Pour cette première interview de 2021, on vous emmène dans l’univers de Nogi San. Artiste française passionnée par le Japon et sa culture, elle souhaite redonner ses lettres de noblesse à l’art traditionnel nippon en mêlant à la fois l’encre traditionnelle et le digital.


C’est au cours de nos pérégrinations sur Instagram que nous avons découvert Nogi San. Comme on a tous été très vite d’accord sur le fait que l’on adorait son travail, on lui a proposé une interview qu’elle a très gentiment accepté.

On a d’abord voulu discuter art et dessin (logique), mais on a pu vite développer sur plus de sujets tout aussi intéressants, qu’on vous laisse découvrir juste en dessous.

Est-ce que tu peux te présenter ?

Je m’appelle Julie Bueria, j’ai 24 ans, je suis française et vietnamienne et j’habite en France. Je travaille actuellement en tant qu’artiste illustratrice en indépendant et je crée principalement des illustrations à l’encre de Chine ayant pour inspiration la pop culture et culture japonaise.

Peux-tu nous en dire un peu plus sur ton parcours ?

L’intérêt pour le dessin est venu très tôt. C’est un peu triste, mais vu que j’avais 2 cultures à la maison, je parlais alternativement le français ou le vietnamien sans y faire attention. Dès l’entrée à l’école, je parlais ainsi les 2 langues et j’ai été très vite victime de racisme. Cela m’a alors plongé dans un mutisme pendant quelques années et je ne communiquais que par le dessin. Depuis, j’ai toujours gardé cette passion du dessin que j’ai entretenu au fil des années. C’est en baignant dans la culture asiatique et en lisant mes premiers mangas que j’ai dessiné à l’encre de Chine.

"Honor" par Nogi San ©
« Honor » par Nogi San ©

À la base, j’ai commencé par un cursus d’ingénieur (on est vraiment loin), mais ayant toujours aimé le dessin et voulu travailler dedans, j’avais toujours quelques petits projets à côté. Et une fois que ces projets ont pris plus d’ampleur et avec mes débuts en convention, j’ai décidé d’arrêter le cursus d’ingénieur pour me lancer à temps plein dans l’art – à partir du moment où j’ai pu en vivre. Et c’est aujourd’hui un choix que je ne regrette absolument pas.

ENREGISTREMENTS CONSERVÉS:
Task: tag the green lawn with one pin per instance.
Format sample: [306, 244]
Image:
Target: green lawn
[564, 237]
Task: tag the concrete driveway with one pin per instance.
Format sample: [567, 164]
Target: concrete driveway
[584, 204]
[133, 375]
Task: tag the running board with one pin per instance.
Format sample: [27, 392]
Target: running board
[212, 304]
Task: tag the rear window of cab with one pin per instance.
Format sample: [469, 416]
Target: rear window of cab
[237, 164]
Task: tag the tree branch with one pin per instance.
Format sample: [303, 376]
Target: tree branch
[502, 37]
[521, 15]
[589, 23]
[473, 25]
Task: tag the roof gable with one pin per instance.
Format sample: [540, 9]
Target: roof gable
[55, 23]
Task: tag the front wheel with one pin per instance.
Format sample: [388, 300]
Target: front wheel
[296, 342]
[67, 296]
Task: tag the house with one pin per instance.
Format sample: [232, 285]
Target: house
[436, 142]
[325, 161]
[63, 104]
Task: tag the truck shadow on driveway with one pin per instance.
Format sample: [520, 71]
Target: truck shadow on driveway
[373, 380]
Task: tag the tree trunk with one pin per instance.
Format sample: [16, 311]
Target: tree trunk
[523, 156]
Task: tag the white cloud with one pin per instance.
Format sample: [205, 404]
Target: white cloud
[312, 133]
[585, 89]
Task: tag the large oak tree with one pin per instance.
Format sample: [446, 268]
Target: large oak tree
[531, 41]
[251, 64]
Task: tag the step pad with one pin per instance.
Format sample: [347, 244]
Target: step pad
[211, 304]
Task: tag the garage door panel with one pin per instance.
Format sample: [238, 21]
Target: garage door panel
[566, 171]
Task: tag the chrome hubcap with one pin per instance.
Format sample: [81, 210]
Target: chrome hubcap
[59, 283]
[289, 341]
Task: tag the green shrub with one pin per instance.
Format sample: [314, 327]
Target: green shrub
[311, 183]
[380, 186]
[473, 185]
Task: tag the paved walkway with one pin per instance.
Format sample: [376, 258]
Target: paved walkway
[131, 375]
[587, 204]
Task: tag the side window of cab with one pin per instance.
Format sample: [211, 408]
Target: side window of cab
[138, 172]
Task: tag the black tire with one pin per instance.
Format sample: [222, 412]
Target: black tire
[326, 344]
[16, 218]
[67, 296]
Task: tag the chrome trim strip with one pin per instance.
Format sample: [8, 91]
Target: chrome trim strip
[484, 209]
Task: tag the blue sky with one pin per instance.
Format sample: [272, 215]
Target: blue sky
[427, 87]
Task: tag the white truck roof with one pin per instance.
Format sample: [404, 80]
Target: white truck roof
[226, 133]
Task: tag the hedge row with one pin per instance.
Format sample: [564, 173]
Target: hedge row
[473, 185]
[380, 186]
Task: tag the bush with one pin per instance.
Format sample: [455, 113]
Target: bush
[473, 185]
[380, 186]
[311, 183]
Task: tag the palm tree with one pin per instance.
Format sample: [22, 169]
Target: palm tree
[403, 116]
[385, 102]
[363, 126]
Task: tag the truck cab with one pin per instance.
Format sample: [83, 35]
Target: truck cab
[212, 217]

==

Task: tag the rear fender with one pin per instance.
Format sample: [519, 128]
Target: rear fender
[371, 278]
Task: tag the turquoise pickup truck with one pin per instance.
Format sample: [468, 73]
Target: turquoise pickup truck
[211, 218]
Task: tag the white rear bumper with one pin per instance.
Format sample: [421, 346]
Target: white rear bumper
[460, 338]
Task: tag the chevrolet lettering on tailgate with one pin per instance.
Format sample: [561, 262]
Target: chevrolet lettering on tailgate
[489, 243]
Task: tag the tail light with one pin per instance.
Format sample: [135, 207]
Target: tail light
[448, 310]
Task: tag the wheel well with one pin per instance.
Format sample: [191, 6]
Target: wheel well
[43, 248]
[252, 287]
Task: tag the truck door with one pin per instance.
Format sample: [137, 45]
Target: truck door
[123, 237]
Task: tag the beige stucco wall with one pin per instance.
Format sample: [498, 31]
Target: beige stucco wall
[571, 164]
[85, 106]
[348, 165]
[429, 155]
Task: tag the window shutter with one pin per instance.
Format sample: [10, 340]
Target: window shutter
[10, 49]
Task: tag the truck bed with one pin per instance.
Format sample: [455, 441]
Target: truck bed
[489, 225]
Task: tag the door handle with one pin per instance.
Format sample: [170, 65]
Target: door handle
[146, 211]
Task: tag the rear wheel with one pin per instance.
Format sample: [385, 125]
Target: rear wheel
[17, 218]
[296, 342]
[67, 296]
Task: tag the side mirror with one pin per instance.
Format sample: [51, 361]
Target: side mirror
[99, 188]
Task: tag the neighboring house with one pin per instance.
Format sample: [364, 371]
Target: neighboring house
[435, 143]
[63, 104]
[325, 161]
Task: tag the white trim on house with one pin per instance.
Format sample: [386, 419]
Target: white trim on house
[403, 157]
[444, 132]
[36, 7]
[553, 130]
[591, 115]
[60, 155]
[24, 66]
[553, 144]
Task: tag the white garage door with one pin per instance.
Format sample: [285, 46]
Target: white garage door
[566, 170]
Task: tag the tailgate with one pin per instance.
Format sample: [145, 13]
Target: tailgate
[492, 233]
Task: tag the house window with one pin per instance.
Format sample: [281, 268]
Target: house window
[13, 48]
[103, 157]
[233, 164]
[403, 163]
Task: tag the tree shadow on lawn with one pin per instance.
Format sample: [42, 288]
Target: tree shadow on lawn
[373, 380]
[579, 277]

...

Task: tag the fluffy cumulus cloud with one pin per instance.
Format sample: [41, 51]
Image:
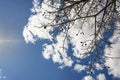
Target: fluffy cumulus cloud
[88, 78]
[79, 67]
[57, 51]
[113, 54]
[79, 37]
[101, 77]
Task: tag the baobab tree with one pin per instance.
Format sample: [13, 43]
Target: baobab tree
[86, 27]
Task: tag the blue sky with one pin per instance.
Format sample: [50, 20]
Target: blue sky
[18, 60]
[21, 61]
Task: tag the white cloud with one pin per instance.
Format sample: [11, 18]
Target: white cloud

TÂCHE DEMANDÉE: Rédigez la suite de l'entretien avec Nogi San à partir de l'endroit où il s'arrête, s'il vous plaît. Ces enregistrements proviennent d'une autre source.

RÉSULTAT OBTENU:
Quelles ont été les principales influences qui t’ont permis de développer ton style ?

J’ai toujours aimé l’encre de Chine, surtout depuis mon adolescence lorsque j’ai découvert et lu Fullmetal Alchemist. Je suis immédiatement tombée amoureuse de la patte de Hiromu Arakawa. Pourtant, avant de faire de l’encre de Chine (à temps plein), je faisais du digital painting ou des concept art d’environnement.

Un artbook qu’on vous conseille fortement !

Puis c’est il y a quelques années que j’ai commencé à développer mon style à l’encre et la présence sur les réseaux. J’étais cependant un peu sceptique de passer du digital très coloré à l’encre de Chine en noir et blanc et au rendu bien plus brut. J’ai été énormément surprise de voir que ce style plaisait et surtout qu’autant de gens m’encourageaient et appréciaient ce style d’art. Je me sentais plus épanouie avec ce style, car j’apprécie beaucoup son rendu brut artistique et son dynamisme.

« Kitsune » par Nogi San ©

C’est aussi un gros challenge de n’utiliser principalement que du noir et du blanc, car il faut pouvoir simuler le sujet, ajouter les détails au bon endroit pour avoir un coté un peu abstrait/suggestif, mais aussi que le visuel soit impactant. Je me suis aussi beaucoup inspirée en grandissant des artistes asiatiques comme Kim Jung Gi (le boss), Okazu ou encore Yoji Shinkawa.

Kim Jung Gi

Mon but était de donner un renouveau à l’art traditionnel japonais en m’inspirant de ce qui se fait déjà, d’avoir une version plus moderne et qui colle aussi à la culture d’aujourd’hui.

Quels sont les personnages et/ou univers que tu préfères dessiner et pourquoi ?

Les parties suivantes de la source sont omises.